研究課題
大阪大学では、悪性神経膠腫に対するWT1ペプチドワクチン療法に第二相臨床試験を施行しており、充分な安全性と有効性があることを明らかにしてきた。しかし全例で効果があるわけではなく、ほとんど効果がなかったと考えられる症例も多数存在するのが現実である。現在のところ、有効症例と無効症例において何が異なるのか分からず、事前に効果があるかどうかを判定することも出来ない。おそらく、腫瘍組織内における免疫応答が有効例と無効例では異なっていると思われる。したがって、当研究では腫瘍組織内における免疫応答を解析し、無効例において、どのような免疫逃避機構が働いているかを解明して、それらを解除する方法を探索することを目的としている。まず、WT1ペプチドワクチン療法が施行されたのちに、治療目的で腫瘍摘出術が施行された20症例(ほとんどの症例が治療無効例)について腫瘍組織がWT1ペプチドワクチン療法施行前の腫瘍組織トドのように変化しているのかを検討した。その結果、腫瘍組織内に浸潤しているリンパ球の数や組成については明らかな変化を認めなかったが、WT1タンパクの発現、HLA class1陽性細胞の割合が有意に低下しており、また、腫瘍組織内におけるTGFβが有意に増加していることが確認された。これら20症例のほとんどが無効症例であったことを考慮すると、この結果は、腫瘍細胞が免疫から逃避すべく変化した結果を示していると言える。すなわち、WT1ペプチドワクチン療法を施行すると、腫瘍細胞がWT1やHLA class1の発現を低下させ、TGFβを分泌することで免疫による攻撃から逃れる、あるいは、このような免疫逃避機構を持った腫瘍細胞のみが生き残っていると考えられる。この結果は、悪性神経膠腫に対する免疫療法における免疫逃避機構を証明した初めての結果であり、今後の免疫逃避機構の解除方法探索に生かされると期待される。

_提供資料_
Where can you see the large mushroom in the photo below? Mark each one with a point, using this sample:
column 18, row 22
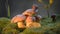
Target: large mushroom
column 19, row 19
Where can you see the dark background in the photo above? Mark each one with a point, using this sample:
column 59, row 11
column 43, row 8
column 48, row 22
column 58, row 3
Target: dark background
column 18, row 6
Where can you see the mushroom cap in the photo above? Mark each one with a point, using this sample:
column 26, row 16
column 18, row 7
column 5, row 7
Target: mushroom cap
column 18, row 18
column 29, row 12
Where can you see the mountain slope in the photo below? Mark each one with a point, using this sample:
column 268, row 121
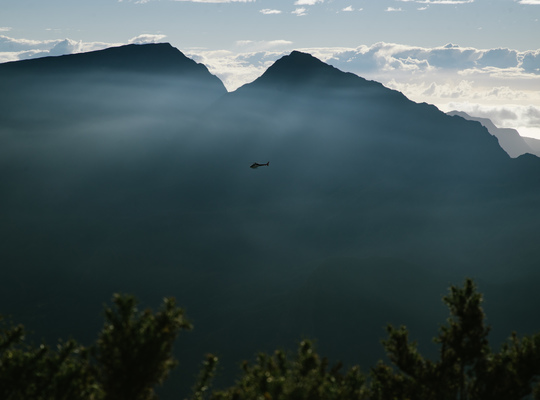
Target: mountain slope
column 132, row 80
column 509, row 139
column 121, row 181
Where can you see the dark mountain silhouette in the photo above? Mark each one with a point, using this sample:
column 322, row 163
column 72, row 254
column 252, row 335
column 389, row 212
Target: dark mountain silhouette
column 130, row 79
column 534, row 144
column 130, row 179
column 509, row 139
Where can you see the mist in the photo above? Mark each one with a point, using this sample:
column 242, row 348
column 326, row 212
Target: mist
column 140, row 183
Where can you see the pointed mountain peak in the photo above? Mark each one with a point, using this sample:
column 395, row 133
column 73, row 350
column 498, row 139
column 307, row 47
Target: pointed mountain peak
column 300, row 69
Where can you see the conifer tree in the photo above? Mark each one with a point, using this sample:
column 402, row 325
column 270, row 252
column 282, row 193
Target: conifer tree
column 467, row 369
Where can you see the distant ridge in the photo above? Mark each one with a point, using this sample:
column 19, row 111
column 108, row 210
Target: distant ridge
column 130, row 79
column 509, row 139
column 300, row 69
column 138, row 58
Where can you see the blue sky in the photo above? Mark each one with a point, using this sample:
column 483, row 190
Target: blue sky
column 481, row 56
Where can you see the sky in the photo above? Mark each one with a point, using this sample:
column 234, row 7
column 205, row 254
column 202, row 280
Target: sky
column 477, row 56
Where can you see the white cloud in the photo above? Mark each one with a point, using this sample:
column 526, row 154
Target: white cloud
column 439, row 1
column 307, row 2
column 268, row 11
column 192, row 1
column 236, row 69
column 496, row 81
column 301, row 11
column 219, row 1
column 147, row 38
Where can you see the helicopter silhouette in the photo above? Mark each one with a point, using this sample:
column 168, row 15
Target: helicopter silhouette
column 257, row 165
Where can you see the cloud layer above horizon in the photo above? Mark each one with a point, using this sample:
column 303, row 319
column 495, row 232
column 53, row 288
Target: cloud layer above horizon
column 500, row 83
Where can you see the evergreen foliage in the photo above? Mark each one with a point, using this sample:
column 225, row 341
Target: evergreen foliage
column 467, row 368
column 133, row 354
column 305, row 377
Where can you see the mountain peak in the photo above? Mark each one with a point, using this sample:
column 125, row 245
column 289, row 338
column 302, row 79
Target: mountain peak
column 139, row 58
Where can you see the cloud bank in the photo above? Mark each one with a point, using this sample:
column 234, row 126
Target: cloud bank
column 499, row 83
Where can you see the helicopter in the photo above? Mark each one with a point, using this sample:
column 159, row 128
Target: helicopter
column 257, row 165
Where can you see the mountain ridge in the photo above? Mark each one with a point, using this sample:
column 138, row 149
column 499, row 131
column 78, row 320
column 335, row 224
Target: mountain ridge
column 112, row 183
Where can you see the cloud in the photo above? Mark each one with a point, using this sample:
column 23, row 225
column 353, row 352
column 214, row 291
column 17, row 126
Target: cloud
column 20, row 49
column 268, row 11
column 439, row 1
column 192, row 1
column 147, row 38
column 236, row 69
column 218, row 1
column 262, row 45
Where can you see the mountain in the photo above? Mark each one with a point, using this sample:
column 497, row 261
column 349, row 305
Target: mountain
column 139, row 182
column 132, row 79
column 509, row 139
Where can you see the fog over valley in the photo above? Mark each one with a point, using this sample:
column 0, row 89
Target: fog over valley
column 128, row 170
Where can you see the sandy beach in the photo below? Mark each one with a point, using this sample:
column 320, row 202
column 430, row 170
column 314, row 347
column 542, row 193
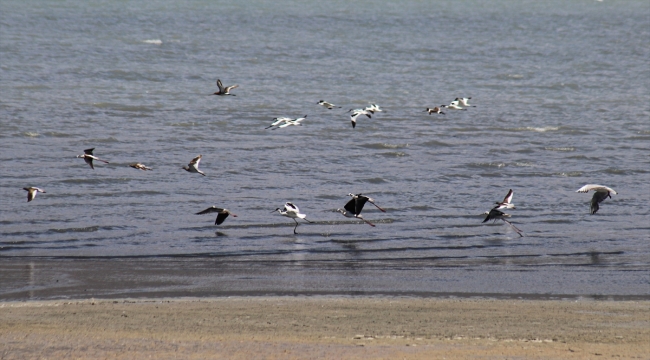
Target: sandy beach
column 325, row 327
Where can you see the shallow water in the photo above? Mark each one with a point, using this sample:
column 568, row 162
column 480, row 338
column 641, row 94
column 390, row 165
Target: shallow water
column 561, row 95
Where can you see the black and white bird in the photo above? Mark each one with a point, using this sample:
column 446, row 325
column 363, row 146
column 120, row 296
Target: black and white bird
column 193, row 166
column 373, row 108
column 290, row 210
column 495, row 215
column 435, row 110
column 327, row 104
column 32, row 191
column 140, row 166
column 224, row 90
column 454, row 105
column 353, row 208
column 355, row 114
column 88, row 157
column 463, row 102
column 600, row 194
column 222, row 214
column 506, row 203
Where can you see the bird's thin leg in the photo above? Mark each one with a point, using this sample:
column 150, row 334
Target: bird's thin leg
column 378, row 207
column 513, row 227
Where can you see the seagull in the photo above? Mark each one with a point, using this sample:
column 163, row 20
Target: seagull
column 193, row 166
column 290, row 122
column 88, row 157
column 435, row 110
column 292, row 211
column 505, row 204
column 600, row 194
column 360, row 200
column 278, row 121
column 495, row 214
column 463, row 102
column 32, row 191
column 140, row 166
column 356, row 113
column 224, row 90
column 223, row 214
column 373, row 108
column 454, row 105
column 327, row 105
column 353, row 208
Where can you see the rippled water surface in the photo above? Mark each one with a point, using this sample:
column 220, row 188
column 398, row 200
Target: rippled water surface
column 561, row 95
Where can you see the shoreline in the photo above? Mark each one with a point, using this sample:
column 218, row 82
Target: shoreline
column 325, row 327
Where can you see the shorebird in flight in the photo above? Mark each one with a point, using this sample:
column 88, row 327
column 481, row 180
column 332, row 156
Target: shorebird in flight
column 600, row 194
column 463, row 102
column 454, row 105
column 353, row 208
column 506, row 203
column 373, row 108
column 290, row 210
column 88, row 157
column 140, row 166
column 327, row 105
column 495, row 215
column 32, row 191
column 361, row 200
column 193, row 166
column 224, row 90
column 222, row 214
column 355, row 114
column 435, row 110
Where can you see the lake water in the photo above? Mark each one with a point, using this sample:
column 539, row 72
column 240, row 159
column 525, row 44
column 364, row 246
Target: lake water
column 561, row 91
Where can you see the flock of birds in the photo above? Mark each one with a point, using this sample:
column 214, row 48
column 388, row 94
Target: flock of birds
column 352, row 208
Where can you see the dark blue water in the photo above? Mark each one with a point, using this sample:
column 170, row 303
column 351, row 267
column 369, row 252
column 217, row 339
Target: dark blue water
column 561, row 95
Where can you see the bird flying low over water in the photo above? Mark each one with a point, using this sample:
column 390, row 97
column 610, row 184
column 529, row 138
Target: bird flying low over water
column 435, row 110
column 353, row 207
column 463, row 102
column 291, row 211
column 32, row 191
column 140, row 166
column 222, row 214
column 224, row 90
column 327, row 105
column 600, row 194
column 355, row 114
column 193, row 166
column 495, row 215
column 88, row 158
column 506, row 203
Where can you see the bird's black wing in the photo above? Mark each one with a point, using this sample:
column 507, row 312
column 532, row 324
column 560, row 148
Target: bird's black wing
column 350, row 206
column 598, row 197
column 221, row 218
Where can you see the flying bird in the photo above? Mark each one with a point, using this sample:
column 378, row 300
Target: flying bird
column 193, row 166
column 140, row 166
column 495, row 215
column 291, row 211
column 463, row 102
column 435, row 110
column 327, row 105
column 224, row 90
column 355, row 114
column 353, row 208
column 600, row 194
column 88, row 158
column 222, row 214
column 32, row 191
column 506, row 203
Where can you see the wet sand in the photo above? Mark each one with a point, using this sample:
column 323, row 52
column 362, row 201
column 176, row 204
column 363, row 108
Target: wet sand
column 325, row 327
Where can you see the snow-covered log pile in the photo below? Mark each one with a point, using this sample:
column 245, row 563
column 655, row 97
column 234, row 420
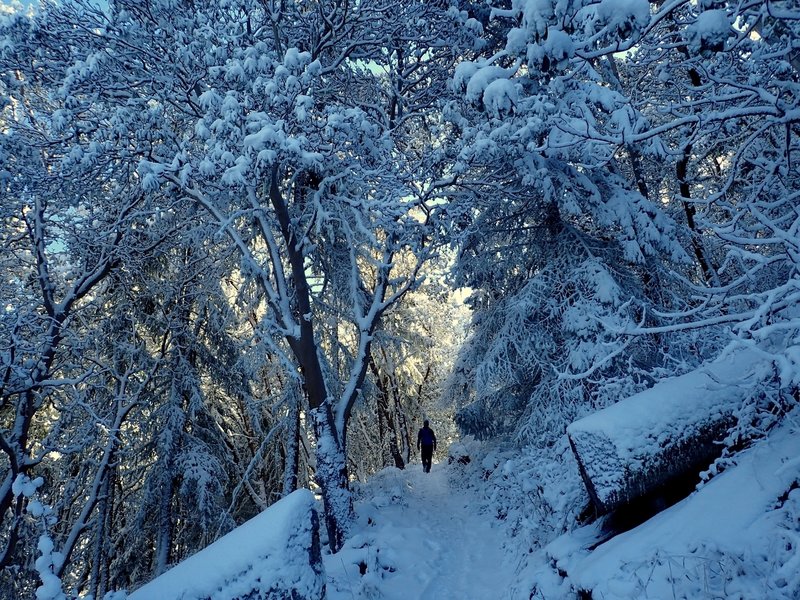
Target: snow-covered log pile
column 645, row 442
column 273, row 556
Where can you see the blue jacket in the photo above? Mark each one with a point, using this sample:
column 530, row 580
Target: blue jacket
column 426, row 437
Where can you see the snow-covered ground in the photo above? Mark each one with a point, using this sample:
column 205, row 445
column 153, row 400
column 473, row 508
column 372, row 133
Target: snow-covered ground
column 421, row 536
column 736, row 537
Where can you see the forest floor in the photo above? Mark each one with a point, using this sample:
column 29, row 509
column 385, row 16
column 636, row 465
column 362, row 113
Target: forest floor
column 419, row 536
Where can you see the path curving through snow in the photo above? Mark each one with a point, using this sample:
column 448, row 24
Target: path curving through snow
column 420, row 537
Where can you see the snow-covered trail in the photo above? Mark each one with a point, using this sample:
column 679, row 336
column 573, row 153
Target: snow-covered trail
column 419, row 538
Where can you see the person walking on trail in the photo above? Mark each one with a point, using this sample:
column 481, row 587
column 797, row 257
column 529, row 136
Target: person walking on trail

_学習課題_
(A) 悪性神経膠腫の研究に関する文章によると、WT1ペプチドワクチン療法の施行後に腫瘍組織内で有意に増加していた物質は何か。
(B) 悪性神経膠腫の研究に関する文章を、その最後の文の後から書き進めなさい。

_解答例_
(A) TGFβ

(B)
2: おおむね順調に進展している
実際にヒトでWT1ペプチドワクチン療法を施行した後の腫瘍サンプルの収集が目標である20症例に達し、解析も順調に進んでおり、計画通りである。発がんプラスミドベクターを用いたGBM自然発生マウスモデルに関しては、単独での作成が難しいと判断し、現在外部の研究者と共同研究を準備している。準備が整えば動物実験が始められるため、残り2年の研究期間内に達成可能と思われる。
ヒト悪性神経膠腫組織を用いた免疫逃避機構の解析についてはおおむね終了しており、今後、論文を作成する予定である。発がんプラスミドベクターを用いたGBM自然発生マウスモデルは作成に向けて外部の研究者と共同研究の準備中であり、準備が整い次第作成が可能と思われる。モデルが作成されれば動物実験をすすめていく。
発癌プラスミドベクターを用いたGBM自然発生モデルについては外部機関との共同研究にて行うこととし、まだ準備段階であるために、動物実験関連の支出が今年度はまだあまり行っていない。そのため、発癌プラスミドベクターを用いたGBM自然発生モデルの作成やそれを用いた動物実験については次年度に行うこととしたため、次年度使用額が生じた。次年度は主として動物実験を行う。マウス購入、飼育に関する費用に40万円、マウス用WT1ペプチドワクチンとアジュバントの購入に40万円、プラスミドベクターの購入、制作に30万円、免疫染色抗体、試薬に50万円、Flow cytometry抗体、試薬に50万円、学会発表旅費に40万円で合計250万円を使用する予定である。